▶ _YOUR OBJECTIVE_
From the notebook excerpt below, quote the passage that opens with the words containing "hate_crime_df.columns" and closes with "dtype='object')". Copy it character for character.

▶ _ARTICLE_

_ _ _ _

In [1]:
import pandas as pd
import numpy as np
import psycopg2

from passwords import password

In [2]:
hate_crime_df = pd.read_csv("../Datasets/hate_crime.csv", low_memory=False)
hate_crime_df.columns

Index(['INCIDENT_ID', 'DATA_YEAR', 'ORI', 'PUB_AGENCY_NAME', 'PUB_AGENCY_UNIT',
       'AGENCY_TYPE_NAME', 'STATE_ABBR', 'STATE_NAME', 'DIVISION_NAME',
       'REGION_NAME', 'POPULATION_GROUP_CODE', 'POPULATION_GROUP_DESC',
       'INCIDENT_DATE', 'ADULT_VICTIM_COUNT', 'JUVENILE_VICTIM_COUNT',
       'TOTAL_OFFENDER_COUNT', 'ADULT_OFFENDER_COUNT',
       'JUVENILE_OFFENDER_COUNT', 'OFFENDER_RACE', 'OFFENDER_ETHNICITY',
       'VICTIM_COUNT', 'OFFENSE_NAME', 'TOTAL_INDIVIDUAL_VICTIMS',
       'LOCATION_NAME', 'BIAS_DESC', 'VICTIM_TYPES', 'MULTIPLE_OFFENSE',
       'MULTIPLE_BIAS'],
      dtype='object')

_ _ _ _

▶ _DATA SHOWN_

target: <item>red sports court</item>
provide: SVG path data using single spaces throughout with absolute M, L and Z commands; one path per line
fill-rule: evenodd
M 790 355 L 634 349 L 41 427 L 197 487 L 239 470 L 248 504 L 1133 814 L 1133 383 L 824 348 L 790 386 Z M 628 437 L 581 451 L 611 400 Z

_ _ _ _

▶ _ANSWER TO THE PROBLEM_
hate_crime_df.columns

Index(['INCIDENT_ID', 'DATA_YEAR', 'ORI', 'PUB_AGENCY_NAME', 'PUB_AGENCY_UNIT',
       'AGENCY_TYPE_NAME', 'STATE_ABBR', 'STATE_NAME', 'DIVISION_NAME',
       'REGION_NAME', 'POPULATION_GROUP_CODE', 'POPULATION_GROUP_DESC',
       'INCIDENT_DATE', 'ADULT_VICTIM_COUNT', 'JUVENILE_VICTIM_COUNT',
       'TOTAL_OFFENDER_COUNT', 'ADULT_OFFENDER_COUNT',
       'JUVENILE_OFFENDER_COUNT', 'OFFENDER_RACE', 'OFFENDER_ETHNICITY',
       'VICTIM_COUNT', 'OFFENSE_NAME', 'TOTAL_INDIVIDUAL_VICTIMS',
       'LOCATION_NAME', 'BIAS_DESC', 'VICTIM_TYPES', 'MULTIPLE_OFFENSE',
       'MULTIPLE_BIAS'],
      dtype='object')